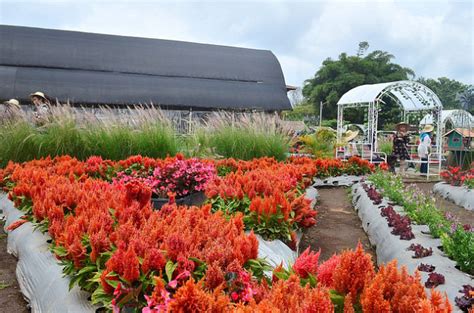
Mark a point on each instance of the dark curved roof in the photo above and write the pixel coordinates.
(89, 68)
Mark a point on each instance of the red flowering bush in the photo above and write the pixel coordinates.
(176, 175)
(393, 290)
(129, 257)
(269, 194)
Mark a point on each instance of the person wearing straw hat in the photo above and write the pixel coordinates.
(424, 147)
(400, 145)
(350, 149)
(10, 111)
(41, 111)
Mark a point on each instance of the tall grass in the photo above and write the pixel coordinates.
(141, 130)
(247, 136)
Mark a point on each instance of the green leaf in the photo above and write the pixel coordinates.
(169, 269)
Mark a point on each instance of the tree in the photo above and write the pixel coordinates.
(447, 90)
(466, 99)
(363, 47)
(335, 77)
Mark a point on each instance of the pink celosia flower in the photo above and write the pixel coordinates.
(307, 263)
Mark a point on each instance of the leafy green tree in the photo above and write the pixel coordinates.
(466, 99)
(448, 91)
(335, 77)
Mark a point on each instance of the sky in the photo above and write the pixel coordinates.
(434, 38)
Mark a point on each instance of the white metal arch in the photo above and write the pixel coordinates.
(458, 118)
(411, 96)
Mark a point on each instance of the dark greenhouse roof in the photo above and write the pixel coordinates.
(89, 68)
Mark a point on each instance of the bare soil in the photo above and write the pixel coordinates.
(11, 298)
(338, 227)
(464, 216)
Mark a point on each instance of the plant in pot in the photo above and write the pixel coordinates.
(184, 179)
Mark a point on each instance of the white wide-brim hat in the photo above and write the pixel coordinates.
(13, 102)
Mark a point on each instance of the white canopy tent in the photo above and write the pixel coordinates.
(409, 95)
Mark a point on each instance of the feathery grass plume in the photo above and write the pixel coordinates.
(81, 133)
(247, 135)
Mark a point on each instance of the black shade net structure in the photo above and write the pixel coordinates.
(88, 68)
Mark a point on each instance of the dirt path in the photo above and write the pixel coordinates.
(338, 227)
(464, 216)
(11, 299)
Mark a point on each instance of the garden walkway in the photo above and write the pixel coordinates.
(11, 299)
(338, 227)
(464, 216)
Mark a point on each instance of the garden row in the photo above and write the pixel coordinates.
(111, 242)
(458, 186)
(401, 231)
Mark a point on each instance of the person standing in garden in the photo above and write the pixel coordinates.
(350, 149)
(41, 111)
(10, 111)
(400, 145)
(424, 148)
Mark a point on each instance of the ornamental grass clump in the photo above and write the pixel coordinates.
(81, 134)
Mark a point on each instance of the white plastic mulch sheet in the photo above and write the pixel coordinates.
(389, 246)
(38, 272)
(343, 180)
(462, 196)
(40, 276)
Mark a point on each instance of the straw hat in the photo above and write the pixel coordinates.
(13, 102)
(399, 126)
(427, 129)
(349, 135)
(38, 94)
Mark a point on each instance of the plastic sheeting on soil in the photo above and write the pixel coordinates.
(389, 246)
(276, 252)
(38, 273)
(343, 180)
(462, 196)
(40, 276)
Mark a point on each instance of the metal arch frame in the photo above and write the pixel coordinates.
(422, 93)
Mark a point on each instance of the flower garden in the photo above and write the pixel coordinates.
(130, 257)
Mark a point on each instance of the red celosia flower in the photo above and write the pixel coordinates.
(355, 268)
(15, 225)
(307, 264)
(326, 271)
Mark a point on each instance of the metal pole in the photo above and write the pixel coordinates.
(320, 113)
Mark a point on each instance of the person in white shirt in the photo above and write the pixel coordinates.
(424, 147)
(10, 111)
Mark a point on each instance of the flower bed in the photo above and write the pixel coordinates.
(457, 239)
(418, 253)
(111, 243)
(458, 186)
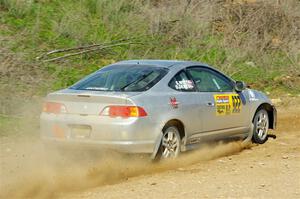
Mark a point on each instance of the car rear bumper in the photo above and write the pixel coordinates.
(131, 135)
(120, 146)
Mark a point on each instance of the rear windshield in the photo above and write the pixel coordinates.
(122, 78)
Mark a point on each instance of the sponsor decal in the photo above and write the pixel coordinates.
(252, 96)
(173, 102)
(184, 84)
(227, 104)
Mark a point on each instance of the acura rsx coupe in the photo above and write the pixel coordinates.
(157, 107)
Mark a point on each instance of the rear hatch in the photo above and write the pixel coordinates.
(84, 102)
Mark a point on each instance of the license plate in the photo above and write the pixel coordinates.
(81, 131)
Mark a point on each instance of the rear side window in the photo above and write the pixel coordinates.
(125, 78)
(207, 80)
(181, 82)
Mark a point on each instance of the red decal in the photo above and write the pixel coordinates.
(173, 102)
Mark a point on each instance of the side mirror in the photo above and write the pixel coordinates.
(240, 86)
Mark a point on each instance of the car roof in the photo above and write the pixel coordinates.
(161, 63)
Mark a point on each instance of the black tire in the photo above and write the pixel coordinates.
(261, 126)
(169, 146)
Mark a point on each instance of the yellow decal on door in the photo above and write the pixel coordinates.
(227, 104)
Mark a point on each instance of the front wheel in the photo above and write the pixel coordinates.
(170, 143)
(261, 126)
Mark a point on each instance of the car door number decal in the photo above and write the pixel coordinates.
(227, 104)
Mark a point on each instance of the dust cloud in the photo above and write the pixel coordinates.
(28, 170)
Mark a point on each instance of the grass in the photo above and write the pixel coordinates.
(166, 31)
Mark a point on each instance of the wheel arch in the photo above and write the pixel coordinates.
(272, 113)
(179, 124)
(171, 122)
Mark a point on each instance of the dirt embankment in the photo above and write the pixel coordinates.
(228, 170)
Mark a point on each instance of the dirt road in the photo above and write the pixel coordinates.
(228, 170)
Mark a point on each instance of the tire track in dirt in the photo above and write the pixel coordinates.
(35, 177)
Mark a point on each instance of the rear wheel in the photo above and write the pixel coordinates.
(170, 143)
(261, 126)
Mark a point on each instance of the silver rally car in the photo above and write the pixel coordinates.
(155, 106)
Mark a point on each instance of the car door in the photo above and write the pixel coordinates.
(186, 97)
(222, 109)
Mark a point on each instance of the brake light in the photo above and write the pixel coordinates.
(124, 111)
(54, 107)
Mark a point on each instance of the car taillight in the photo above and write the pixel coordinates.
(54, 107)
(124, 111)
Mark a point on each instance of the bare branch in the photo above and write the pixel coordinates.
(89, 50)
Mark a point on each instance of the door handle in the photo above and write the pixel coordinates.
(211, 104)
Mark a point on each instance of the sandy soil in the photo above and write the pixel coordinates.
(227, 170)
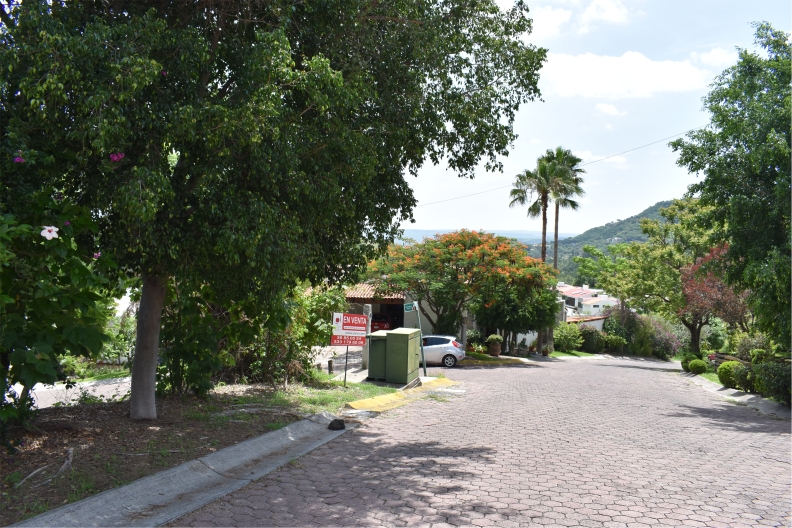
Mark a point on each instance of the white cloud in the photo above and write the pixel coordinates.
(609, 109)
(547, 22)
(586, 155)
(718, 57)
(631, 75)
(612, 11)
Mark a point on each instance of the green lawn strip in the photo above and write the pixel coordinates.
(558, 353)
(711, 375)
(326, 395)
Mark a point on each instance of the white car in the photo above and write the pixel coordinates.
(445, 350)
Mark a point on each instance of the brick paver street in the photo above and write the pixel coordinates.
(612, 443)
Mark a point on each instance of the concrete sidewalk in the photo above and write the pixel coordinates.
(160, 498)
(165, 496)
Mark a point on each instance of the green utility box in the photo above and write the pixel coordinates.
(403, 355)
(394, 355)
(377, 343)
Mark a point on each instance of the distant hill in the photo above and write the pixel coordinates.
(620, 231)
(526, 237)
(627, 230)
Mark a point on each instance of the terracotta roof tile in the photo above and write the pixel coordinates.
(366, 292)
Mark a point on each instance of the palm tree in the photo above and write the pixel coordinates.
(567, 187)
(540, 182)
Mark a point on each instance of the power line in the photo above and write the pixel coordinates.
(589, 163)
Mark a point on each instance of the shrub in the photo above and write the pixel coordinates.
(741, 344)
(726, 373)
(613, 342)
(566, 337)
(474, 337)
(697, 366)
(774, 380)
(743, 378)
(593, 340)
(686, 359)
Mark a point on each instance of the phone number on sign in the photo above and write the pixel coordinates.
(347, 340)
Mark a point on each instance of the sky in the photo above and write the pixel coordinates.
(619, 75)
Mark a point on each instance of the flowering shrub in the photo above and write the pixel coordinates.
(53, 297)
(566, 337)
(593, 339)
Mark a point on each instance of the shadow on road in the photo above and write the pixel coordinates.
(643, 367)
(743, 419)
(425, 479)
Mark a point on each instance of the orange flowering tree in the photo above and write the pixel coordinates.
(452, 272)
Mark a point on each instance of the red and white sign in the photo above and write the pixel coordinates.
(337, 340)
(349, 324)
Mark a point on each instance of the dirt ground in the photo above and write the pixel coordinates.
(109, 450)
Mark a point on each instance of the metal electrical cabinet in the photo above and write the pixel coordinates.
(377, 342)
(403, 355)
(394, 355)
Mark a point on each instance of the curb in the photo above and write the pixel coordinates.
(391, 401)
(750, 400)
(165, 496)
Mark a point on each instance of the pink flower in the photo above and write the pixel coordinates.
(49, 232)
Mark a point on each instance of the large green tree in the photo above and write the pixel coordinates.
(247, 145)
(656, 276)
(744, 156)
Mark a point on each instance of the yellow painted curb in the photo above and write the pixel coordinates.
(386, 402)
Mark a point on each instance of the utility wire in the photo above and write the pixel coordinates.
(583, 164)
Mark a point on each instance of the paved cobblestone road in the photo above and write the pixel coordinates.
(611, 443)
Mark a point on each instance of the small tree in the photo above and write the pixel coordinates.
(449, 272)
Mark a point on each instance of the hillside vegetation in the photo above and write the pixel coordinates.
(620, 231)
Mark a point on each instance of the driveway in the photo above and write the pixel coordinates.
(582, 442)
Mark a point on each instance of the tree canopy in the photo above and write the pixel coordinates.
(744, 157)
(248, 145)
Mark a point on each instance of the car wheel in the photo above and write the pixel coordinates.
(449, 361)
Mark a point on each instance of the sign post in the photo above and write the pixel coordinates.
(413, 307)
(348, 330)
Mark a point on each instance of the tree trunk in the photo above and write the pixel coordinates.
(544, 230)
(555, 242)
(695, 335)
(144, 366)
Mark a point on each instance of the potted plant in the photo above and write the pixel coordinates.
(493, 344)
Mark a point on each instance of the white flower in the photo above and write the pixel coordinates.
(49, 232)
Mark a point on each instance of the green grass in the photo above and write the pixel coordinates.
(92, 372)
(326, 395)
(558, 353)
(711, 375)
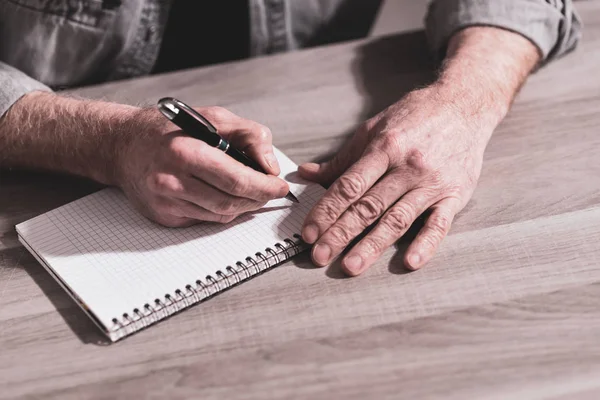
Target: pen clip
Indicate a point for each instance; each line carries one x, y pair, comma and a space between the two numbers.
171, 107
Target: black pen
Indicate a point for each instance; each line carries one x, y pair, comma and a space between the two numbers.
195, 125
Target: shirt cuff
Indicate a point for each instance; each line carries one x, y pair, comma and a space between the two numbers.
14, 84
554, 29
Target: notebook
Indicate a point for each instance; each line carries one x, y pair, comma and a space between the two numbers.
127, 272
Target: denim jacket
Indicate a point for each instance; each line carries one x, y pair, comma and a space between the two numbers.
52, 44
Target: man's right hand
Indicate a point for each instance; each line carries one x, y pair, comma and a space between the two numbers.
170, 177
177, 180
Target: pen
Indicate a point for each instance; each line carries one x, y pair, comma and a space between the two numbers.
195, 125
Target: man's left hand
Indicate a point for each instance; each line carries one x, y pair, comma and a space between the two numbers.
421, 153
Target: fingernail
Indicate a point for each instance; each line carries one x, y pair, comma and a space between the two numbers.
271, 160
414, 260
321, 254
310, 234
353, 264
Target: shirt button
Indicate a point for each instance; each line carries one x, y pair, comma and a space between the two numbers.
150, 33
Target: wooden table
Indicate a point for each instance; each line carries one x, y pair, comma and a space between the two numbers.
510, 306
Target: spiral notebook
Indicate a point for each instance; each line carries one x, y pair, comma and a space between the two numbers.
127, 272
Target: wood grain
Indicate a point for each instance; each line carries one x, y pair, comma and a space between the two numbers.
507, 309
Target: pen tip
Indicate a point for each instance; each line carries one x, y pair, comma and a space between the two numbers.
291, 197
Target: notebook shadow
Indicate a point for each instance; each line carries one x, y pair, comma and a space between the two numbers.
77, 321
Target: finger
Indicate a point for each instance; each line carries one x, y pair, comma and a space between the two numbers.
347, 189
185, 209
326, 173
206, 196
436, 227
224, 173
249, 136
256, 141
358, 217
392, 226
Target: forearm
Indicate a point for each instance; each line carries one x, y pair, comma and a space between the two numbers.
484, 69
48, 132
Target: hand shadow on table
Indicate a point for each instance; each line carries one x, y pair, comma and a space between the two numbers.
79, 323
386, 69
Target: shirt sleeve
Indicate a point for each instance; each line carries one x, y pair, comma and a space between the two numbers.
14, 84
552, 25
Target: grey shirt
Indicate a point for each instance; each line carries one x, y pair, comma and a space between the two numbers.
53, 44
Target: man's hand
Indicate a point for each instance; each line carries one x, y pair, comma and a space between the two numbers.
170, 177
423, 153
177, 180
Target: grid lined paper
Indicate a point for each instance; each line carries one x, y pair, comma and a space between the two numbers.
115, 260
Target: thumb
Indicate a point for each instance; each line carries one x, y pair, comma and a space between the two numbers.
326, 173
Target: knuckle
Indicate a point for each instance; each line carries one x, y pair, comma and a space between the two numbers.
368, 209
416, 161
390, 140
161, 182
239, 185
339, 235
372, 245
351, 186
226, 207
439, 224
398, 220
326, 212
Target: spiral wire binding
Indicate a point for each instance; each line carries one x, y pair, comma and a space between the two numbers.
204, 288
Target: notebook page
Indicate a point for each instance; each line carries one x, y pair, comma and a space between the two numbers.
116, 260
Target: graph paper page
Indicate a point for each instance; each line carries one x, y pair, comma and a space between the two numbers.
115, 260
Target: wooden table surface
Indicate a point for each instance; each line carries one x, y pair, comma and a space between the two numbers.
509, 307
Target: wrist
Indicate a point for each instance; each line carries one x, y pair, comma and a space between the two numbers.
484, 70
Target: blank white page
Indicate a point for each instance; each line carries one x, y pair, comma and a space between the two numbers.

◆ **To be done**
Take the line in which "Target: notebook page" occurs and each subsequent line through the end; give these lines again without alteration.

◆ **Full answer**
Target: notebook page
Indicate a point for each instance; each line carries one x, y pair, comma and a space between the two numbers.
116, 260
Target: graph paper page
Indicate a point for each instance; each line carries one x, y pair, comma and a space between the two numbers.
115, 260
Target: wooden table surface
Indicate a point for each instance; each line carries one x, y pair, comma and a space between the two numbers.
509, 307
Target: wrist
Indicate a point for each instance; each line carries one x, y pair, comma and a space between the two numbers.
484, 70
Target: blank white page
Indicate a point for each instance; each line carries one x, y pair, comma and a space between the two numbers.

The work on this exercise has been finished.